» **DIRECTIONS**:
Every entry should be given again exactly, with nothing dropped.

» **DATA LISTING**:
..............................
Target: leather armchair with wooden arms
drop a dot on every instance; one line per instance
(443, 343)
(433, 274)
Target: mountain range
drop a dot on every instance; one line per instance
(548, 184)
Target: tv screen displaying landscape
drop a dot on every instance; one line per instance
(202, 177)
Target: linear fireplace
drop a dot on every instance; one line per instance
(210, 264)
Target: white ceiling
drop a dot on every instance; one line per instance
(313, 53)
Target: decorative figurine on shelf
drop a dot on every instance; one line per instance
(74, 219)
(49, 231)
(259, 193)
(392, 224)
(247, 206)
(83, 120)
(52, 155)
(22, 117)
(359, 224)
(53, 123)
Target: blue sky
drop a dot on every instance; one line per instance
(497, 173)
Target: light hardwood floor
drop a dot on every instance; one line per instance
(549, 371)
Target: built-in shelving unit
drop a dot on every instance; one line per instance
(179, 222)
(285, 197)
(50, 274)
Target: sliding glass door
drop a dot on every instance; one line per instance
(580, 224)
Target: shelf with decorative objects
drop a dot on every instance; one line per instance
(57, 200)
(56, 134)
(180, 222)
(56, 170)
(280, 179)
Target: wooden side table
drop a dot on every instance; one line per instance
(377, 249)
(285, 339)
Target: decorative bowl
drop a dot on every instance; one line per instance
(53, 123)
..............................
» **TASK RESPONSE**:
Target: leather armchair with wooden arms
drop a dot on every instance; one line per instance
(443, 343)
(433, 274)
Target: mountain range
drop a dot on every instance; one line per instance
(548, 184)
Target: tv screen displaying landscape
drop a dot on every instance; one line per instance
(202, 177)
Target: linear fireplace
drop a dot on every instance; one line per instance
(210, 264)
Target: white ceiling
drop a dot on every instance; one line per instance
(313, 53)
Target: decorative figurine on shelf
drop a dot on every instance; one line per instance
(74, 219)
(49, 231)
(259, 193)
(392, 224)
(247, 206)
(83, 120)
(52, 155)
(22, 117)
(359, 224)
(53, 123)
Target: blue sky
drop a dot on every instance; one line per instance
(497, 173)
Target: light hardwood floor
drop a dot on every instance; one line per instance
(549, 371)
Target: built-in shelving unit
drop a dot on every instance; one line per instance
(179, 222)
(285, 197)
(50, 274)
Target: sliding glass door
drop a dot on every instance; one line per instance
(580, 224)
Target: shelf with decorative objects
drop a dot on every instance; one line per instance
(57, 200)
(56, 134)
(180, 222)
(56, 170)
(280, 179)
Target: wooden side table
drop a dot on every instance; one line per instance
(377, 249)
(285, 339)
Target: decorative bowl
drop a dot on every instance; one line per instance
(53, 123)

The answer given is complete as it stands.